We’ve probably all had the experience where we’ve read a passage from the textbook, reached the end, and thought, “wait - what did I just read?”
It’s really easy to ‘study’ like this. It looks like you’re being productive, but on the inside you might be thinking of something completely unrelated to the text. And if that’s the case, you probably won’t get much out of your study session.
So - how can you avoid this common trap? Here are some strategies to try if you want to get more out of your textbook.
As a general study strategy, making summaries can be really useful. It can also be useful to employ specifically when reading through your textbook. By writing summaries of each section or chapter, you’re forcing yourself to think actively about what the text is actually saying, and which parts are most important.
Doing this consistently will take a little longer than just skimming through the text, but it may also give you a deeper understanding of what you’re learning. If nothing else, it can help highlight areas where you don’t feel as confident; if you can’t concisely summarise a chapter, it might be time to give it another read!
If you’re reading passively, take a minute to think
We can’t be completely focused and on the ball all the time. It’s okay to realise that you’ve been reading passively for a while, and haven’t actually taken in much (if any) of the information. But if that happens, what you do next is important.
Notice it, be kind to yourself, and give it another go. Try not to just move on without going back to the content you missed, because it might be super important!
There are some strategies you can use to try to avoid this type of passive reading in the first place.
Take consistent, short breaks
You might have heard of the Pomodoro Technique, where you typically work for around 25 minutes before breaking for five. This is something you can try when reading your textbook, particularly if you’re trying to get through multiple chapters or big sections in a single study session.

» Recorded data:
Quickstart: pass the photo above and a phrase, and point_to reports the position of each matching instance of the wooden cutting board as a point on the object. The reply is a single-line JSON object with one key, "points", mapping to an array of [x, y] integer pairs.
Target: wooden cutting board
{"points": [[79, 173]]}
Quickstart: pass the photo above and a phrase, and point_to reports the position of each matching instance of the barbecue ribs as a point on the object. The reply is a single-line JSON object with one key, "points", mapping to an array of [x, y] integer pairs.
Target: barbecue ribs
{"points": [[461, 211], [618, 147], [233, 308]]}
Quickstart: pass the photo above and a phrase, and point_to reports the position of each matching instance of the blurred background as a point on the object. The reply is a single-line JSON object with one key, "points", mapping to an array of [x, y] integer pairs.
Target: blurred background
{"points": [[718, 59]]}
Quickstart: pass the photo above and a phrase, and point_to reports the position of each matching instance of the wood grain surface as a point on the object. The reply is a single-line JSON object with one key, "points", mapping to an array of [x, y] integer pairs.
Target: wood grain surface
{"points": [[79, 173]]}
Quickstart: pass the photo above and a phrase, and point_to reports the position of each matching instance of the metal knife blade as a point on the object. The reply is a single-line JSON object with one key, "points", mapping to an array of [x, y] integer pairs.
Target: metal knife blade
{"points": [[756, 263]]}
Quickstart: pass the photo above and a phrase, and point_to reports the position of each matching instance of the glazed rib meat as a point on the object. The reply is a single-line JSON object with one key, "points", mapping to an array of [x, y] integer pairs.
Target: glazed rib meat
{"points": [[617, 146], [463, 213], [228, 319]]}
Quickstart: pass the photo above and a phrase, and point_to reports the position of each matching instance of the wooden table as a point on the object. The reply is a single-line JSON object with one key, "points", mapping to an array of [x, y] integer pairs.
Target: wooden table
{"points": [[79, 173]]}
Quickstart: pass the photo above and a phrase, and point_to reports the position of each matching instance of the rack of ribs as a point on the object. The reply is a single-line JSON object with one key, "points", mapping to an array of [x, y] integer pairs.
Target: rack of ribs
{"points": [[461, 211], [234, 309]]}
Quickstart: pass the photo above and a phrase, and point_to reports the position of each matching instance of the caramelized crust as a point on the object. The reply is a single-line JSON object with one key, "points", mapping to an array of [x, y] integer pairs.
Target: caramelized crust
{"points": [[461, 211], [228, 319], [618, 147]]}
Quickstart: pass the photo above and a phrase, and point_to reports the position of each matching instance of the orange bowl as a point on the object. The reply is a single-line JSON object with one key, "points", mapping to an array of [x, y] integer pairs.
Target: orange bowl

» Written request: In the textbook reading tips, how long does the Pomodoro Technique typically have you work before a break, and how long is that break?

» Solution to the problem: You work for around 25 minutes, then break for five.